Will rioting bring about change? Well we can look at the Los Angeles riots and see how discrimination is still rampant in the LAPD 20 years later. Why aren't people like; Rush Limbaugh, Karl Rove, Dick Cheney, Sarah Palin, Michelle Bachman, Rick Santorum, the Koch Brothers, Antonin Scalia, John Roberts, Samuel Alito, Newt Gingrich, and countless others being hauled out into the public square to be made examples of what is terribly wrong with our society and what needs to change. Short sighted, fear-mongering, race-baiting, homophobic, self-righteous bigots who are obsessed with having power over others to bend others to their ideological way of living. These people represent the worst of humanity, because they hide in plain sight and subvert freedom and liberty from within. They encourage partisan divides, encourage inequality and intolerance, abhor diversity and acceptance, and crave power over others. The LAPD is a microcosm of Government, and the names above are representative of a cancer within our government. Perhaps the names on Christopher Dorner's list were representative of a cancer within the LAPD?

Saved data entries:
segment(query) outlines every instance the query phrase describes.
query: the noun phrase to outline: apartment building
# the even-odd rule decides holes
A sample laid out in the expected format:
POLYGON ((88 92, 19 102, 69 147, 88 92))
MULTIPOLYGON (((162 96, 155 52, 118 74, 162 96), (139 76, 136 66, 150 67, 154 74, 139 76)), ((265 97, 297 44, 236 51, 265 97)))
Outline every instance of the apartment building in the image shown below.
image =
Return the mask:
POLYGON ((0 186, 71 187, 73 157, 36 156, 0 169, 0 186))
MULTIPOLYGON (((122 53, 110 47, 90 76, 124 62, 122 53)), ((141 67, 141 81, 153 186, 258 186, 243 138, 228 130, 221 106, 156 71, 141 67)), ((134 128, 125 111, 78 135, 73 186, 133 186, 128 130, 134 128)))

→ **ABOUT THIS TASK**: Repeat the full commentary on the LAPD word for word. This material was taken from a separate source.

→ **ANSWER BOX**:
Will rioting bring about change? Well we can look at the Los Angeles riots and see how discrimination is still rampant in the LAPD 20 years later. Why aren't people like; Rush Limbaugh, Karl Rove, Dick Cheney, Sarah Palin, Michelle Bachman, Rick Santorum, the Koch Brothers, Antonin Scalia, John Roberts, Samuel Alito, Newt Gingrich, and countless others being hauled out into the public square to be made examples of what is terribly wrong with our society and what needs to change. Short sighted, fear-mongering, race-baiting, homophobic, self-righteous bigots who are obsessed with having power over others to bend others to their ideological way of living. These people represent the worst of humanity, because they hide in plain sight and subvert freedom and liberty from within. They encourage partisan divides, encourage inequality and intolerance, abhor diversity and acceptance, and crave power over others. The LAPD is a microcosm of Government, and the names above are representative of a cancer within our government. Perhaps the names on Christopher Dorner's list were representative of a cancer within the LAPD?